====== 演習の文章 ======

似非のエセー

昨日のエントリーの続き

河本英夫の『システム現象学』の中の「認知運動療法」に関する記述から。

治療を行うためには、方法は可能な限り経験科学化したほうがよい。
だがいったいこのような現場での治療法に、特定の方法というものを設定できるのだろうか。

ここで作者はペルフェッティの述べているポパーの「反証主義」をこう解釈している。


ポパーの方法論とは、−略−理論仮説を提起して、それを吟味するさい、
反証という方向で吟味を加えるものである。仮説の正しさを検証するのではなく、
仮説の限界を示すような反例や疑問を見いだし、
そこからさらに斬新な新たな仮説を定期していく


「初期のポパーであれば、吟味の効かないような理論仮説は、似非科学だとしていた。
そしてその典型例が、精神分析と進化論だとされていた」そこに「リハビリ」も
ポパーが生きていれば似非科学だと言うと思われる」


どおりで心理学科は文学部にあるんだなと、ヘンなところから納得。
進化論もポパーから見れば、反証が成立しないので似非なんだろうな。
でも、似非の部分から、似非と思われているところを再検証してみなければ、
ブレークスルーにはたどり着けないし、袋小路からは抜け出ることはできない。

治療講行為は、しばしばマンネリになり、停滞する。
そのときしばしば、「毎日地道に努力してください」というような言葉が
出てしまうことがある。これではただの人生論であって、経験科学的な態度ではない。

====== 記録の抜粋 ======

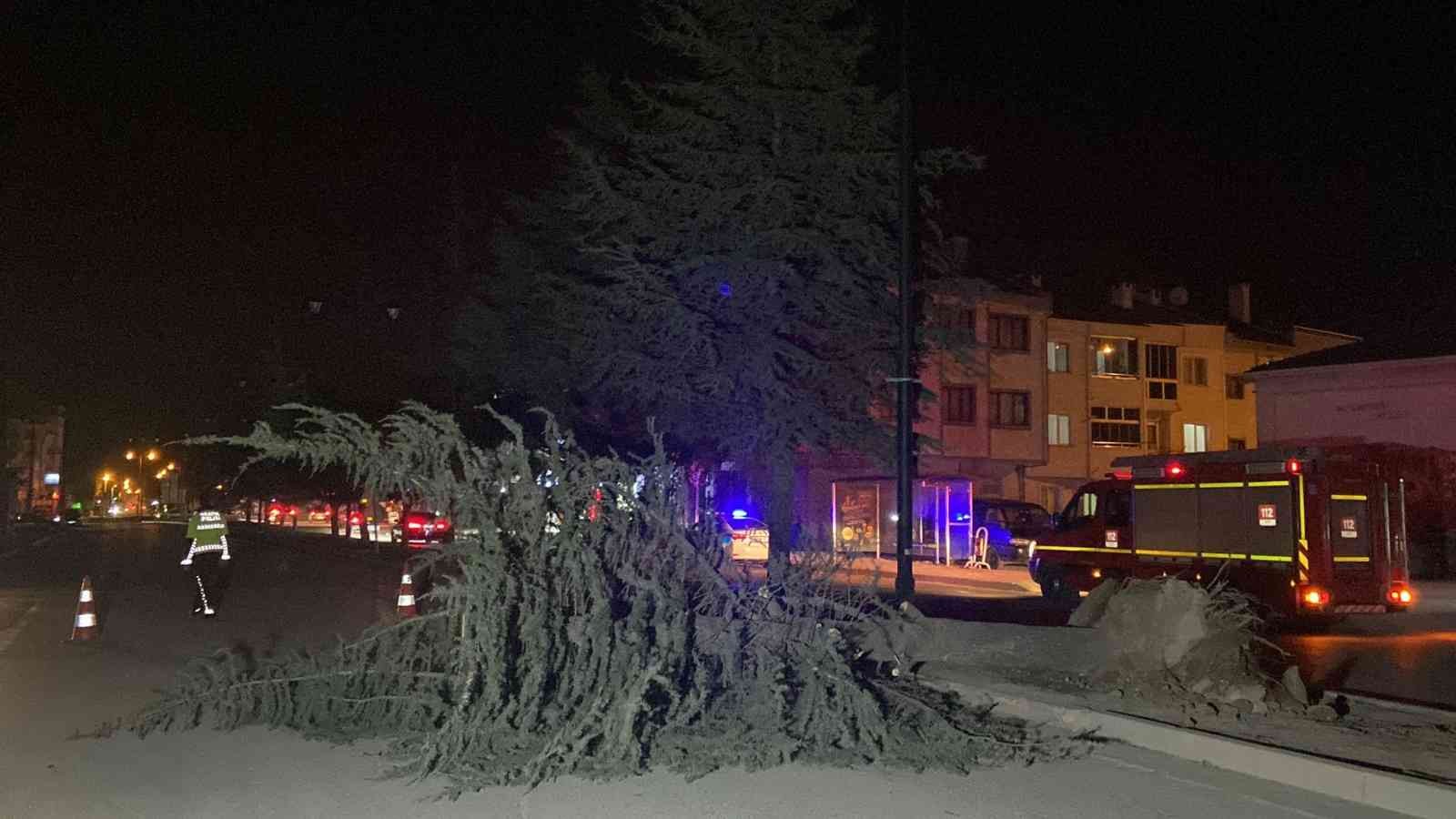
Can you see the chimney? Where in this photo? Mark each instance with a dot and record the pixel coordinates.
(1241, 308)
(1123, 295)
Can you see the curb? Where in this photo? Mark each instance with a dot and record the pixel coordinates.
(1340, 780)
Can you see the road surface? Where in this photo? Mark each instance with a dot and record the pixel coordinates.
(1409, 656)
(280, 596)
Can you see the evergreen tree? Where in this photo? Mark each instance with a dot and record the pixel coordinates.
(730, 238)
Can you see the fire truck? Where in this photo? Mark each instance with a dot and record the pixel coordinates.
(1307, 531)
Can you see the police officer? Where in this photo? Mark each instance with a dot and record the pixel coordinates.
(207, 559)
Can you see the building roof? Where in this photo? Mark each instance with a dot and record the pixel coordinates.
(1394, 349)
(1149, 314)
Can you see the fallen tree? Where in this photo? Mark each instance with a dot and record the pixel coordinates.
(582, 629)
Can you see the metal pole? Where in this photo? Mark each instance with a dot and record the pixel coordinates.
(906, 383)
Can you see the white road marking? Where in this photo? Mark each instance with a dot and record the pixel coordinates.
(1123, 763)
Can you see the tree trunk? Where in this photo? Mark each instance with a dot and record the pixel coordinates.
(781, 511)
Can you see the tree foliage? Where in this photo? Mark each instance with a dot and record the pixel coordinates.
(723, 245)
(582, 630)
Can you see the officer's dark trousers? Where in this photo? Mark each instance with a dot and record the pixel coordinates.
(208, 574)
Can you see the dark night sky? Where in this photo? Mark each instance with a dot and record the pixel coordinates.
(177, 186)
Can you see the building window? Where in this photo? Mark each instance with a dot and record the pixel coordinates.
(1196, 438)
(1117, 426)
(1011, 409)
(1059, 430)
(1006, 332)
(958, 404)
(1050, 499)
(1059, 358)
(1162, 361)
(1196, 370)
(1114, 356)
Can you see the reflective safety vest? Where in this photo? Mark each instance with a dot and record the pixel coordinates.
(207, 531)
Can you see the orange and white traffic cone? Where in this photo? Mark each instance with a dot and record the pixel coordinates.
(86, 625)
(407, 595)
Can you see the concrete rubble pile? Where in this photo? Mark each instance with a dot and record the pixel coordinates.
(1171, 640)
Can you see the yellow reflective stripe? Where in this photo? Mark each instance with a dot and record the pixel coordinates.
(1303, 544)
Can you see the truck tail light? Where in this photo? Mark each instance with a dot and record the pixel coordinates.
(1314, 598)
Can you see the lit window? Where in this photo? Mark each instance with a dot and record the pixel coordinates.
(1059, 430)
(1117, 426)
(1162, 361)
(958, 404)
(1196, 370)
(1006, 332)
(1196, 438)
(1114, 356)
(1059, 358)
(1011, 409)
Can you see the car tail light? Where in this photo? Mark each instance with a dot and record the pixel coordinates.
(1314, 596)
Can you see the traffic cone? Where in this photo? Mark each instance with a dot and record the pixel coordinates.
(86, 625)
(407, 595)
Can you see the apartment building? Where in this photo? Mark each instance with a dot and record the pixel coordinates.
(982, 426)
(1148, 373)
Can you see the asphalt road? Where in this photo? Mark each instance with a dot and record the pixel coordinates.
(284, 596)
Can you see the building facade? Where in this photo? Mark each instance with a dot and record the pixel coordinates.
(36, 464)
(1142, 375)
(982, 421)
(1347, 398)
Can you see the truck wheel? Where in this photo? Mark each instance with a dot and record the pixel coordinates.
(1055, 586)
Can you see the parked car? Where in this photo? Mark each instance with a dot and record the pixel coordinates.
(422, 530)
(1012, 528)
(744, 538)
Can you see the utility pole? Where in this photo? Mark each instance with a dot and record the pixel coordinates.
(907, 383)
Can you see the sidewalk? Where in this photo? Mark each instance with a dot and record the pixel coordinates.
(1380, 755)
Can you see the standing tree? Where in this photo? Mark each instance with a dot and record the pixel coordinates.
(721, 249)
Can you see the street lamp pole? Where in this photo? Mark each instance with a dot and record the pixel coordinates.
(906, 380)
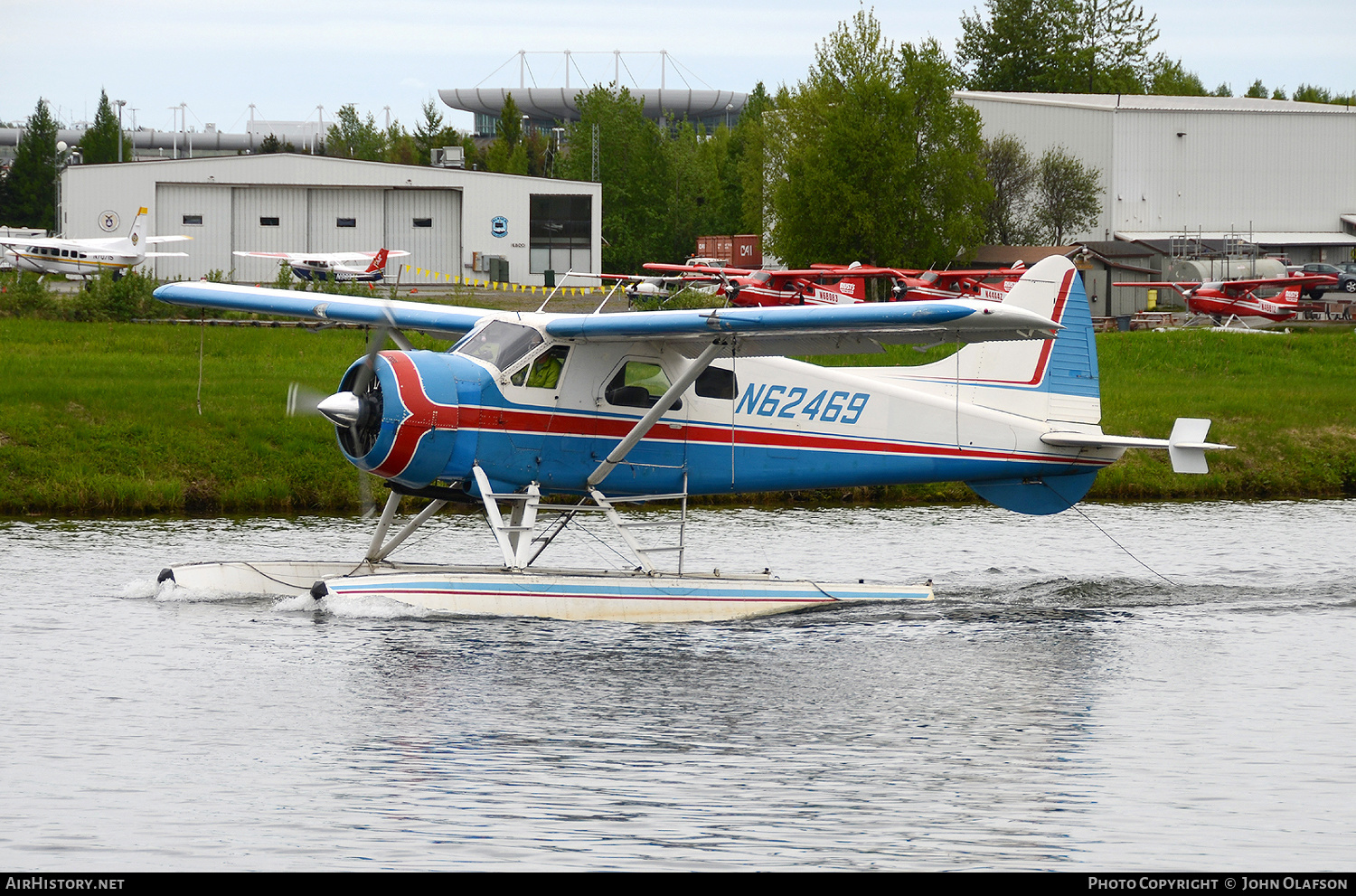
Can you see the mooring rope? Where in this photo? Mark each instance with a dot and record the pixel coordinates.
(1123, 546)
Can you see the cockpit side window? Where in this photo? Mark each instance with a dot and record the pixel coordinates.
(716, 382)
(499, 344)
(637, 385)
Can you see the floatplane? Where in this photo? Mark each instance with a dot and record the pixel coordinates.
(544, 418)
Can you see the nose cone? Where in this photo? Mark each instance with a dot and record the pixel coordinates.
(342, 409)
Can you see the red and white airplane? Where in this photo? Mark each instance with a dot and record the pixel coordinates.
(1275, 297)
(846, 284)
(331, 265)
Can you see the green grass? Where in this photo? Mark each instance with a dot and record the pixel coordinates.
(102, 420)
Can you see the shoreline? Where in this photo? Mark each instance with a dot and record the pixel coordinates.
(100, 420)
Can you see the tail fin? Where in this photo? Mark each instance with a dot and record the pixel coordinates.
(379, 262)
(138, 228)
(1047, 380)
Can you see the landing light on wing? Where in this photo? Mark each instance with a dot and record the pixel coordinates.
(342, 409)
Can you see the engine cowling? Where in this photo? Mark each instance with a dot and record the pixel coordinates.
(404, 422)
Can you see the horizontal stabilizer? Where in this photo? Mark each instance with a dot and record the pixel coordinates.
(1185, 447)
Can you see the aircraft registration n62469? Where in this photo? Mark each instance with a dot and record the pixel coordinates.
(624, 409)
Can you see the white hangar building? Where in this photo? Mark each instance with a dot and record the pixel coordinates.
(444, 217)
(1219, 167)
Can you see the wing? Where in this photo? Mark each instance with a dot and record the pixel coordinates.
(1304, 279)
(1182, 287)
(811, 330)
(319, 258)
(699, 269)
(444, 320)
(33, 241)
(951, 277)
(277, 255)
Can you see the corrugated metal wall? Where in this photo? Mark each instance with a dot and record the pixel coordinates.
(240, 219)
(1282, 171)
(211, 247)
(363, 208)
(436, 247)
(249, 232)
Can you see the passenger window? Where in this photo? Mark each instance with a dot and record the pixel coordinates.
(639, 385)
(718, 382)
(501, 344)
(544, 372)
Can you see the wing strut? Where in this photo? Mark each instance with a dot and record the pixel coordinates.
(645, 425)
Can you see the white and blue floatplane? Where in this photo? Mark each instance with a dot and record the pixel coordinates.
(542, 418)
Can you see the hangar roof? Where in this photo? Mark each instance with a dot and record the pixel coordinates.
(1111, 102)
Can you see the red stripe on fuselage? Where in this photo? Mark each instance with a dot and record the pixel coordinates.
(423, 414)
(570, 425)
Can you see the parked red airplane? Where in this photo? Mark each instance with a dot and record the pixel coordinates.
(846, 284)
(1275, 298)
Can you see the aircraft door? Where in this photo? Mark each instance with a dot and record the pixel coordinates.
(658, 462)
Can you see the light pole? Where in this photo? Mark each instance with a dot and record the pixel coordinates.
(119, 103)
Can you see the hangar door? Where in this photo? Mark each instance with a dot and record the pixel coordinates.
(201, 212)
(266, 220)
(346, 220)
(426, 224)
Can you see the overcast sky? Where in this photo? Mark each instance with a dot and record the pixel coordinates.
(287, 57)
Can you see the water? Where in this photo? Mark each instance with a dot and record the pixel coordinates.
(1059, 706)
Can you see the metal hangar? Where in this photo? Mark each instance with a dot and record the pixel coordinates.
(1276, 174)
(447, 219)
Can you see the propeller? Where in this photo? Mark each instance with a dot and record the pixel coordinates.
(303, 401)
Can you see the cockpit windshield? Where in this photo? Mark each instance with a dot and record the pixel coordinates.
(499, 344)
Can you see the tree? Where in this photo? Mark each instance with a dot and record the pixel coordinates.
(510, 122)
(1114, 45)
(1068, 195)
(271, 144)
(400, 146)
(873, 157)
(1171, 79)
(1059, 46)
(353, 137)
(431, 135)
(1022, 45)
(32, 186)
(99, 144)
(1312, 94)
(1011, 174)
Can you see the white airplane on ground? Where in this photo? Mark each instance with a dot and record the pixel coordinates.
(331, 265)
(86, 258)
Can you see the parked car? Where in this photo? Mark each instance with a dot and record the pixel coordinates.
(1345, 277)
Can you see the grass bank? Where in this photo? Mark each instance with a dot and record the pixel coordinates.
(102, 418)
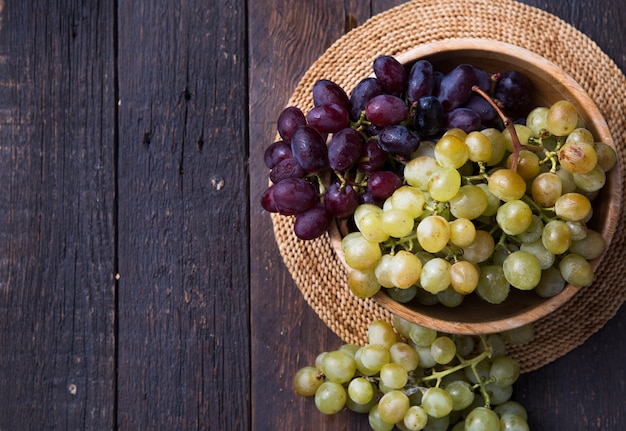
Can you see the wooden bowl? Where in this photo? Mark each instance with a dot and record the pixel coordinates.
(550, 83)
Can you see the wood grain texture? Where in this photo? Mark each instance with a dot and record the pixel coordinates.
(56, 216)
(183, 222)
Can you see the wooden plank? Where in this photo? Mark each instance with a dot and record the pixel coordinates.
(286, 333)
(183, 230)
(57, 252)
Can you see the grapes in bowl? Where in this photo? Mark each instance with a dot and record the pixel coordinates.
(467, 185)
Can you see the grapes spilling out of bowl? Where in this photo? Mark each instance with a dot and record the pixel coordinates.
(417, 378)
(443, 184)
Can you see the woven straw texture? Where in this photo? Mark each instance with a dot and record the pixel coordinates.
(314, 266)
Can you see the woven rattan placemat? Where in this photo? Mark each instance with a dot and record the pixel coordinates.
(315, 268)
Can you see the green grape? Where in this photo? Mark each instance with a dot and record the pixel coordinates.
(524, 133)
(381, 332)
(450, 297)
(536, 120)
(532, 232)
(511, 422)
(393, 375)
(402, 296)
(590, 247)
(551, 283)
(470, 202)
(444, 184)
(435, 275)
(404, 355)
(451, 152)
(417, 171)
(376, 422)
(360, 253)
(556, 237)
(607, 158)
(578, 157)
(406, 269)
(493, 202)
(527, 164)
(415, 418)
(371, 226)
(338, 366)
(522, 270)
(546, 258)
(393, 406)
(492, 284)
(363, 284)
(397, 223)
(511, 407)
(482, 419)
(349, 348)
(478, 146)
(498, 394)
(437, 403)
(506, 184)
(409, 199)
(462, 232)
(576, 270)
(307, 380)
(591, 181)
(520, 335)
(421, 335)
(546, 188)
(433, 233)
(481, 249)
(371, 358)
(504, 370)
(384, 271)
(498, 145)
(461, 393)
(330, 398)
(443, 349)
(562, 118)
(514, 217)
(360, 390)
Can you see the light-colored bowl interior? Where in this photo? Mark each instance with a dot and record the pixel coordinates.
(550, 83)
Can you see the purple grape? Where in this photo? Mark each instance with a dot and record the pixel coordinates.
(309, 149)
(276, 152)
(288, 122)
(456, 87)
(397, 139)
(464, 119)
(374, 157)
(428, 117)
(344, 149)
(513, 90)
(328, 118)
(483, 79)
(312, 223)
(365, 90)
(421, 80)
(293, 196)
(341, 201)
(267, 200)
(382, 184)
(286, 168)
(391, 74)
(326, 92)
(482, 107)
(385, 110)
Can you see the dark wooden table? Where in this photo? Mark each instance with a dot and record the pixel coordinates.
(140, 284)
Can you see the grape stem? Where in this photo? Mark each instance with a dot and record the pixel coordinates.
(507, 123)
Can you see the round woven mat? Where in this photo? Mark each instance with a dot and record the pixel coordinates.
(315, 268)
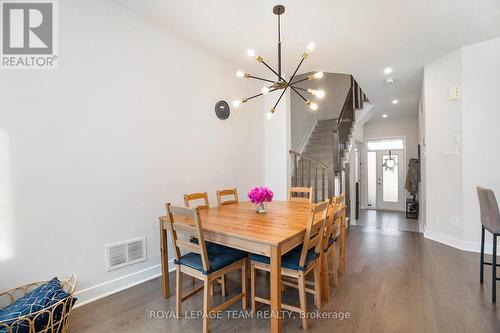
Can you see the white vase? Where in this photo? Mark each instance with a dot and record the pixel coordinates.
(262, 208)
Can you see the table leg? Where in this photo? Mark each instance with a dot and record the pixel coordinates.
(275, 289)
(342, 247)
(164, 260)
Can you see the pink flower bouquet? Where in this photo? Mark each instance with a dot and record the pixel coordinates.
(260, 196)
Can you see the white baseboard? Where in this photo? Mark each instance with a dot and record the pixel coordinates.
(457, 243)
(94, 293)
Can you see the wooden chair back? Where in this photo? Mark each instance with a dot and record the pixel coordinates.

======

取り組む課題: ポパーの反証主義とリハビリを論じた文章は、最後の一文のあとにどう続きますか？ 記録は参照しなくてかまいません。

課題の解答:
つまりこうした言葉が出てしまうときには、セラピストは、工夫のための方法を
もち合わせていないのである

ヒューマニズム的な見地じゃなくて、
経験科学的視野から具体的な助言をしろということだと思う。
これまた、いろんなことに共通していえてしまう。先生、医師、ヘルパー、議員…。
うまくまとめられないので、長々と引用してみた。


「正論なんだけど、それじゃ、人は動かないよ」ってよくいわれるが、
正論や理屈をもっと「吟味」しなきゃ、めんどくさがらずに。
もちろん、それは、話のうまい・へた、面白い・面白くないなどに流されることなく。


と、書いてから、論理や意見はズラしてしまえばいいという脱構築的な考えに賛成表明していた(る)自分、
なんか矛盾してないか。

録画しておいた『デスノート』を見る。
デスノート』がほしいのは、子どもよりもパワハラに遭っている親の方だったりして。
主人公が藤原竜也でいいのかと素朴な疑問。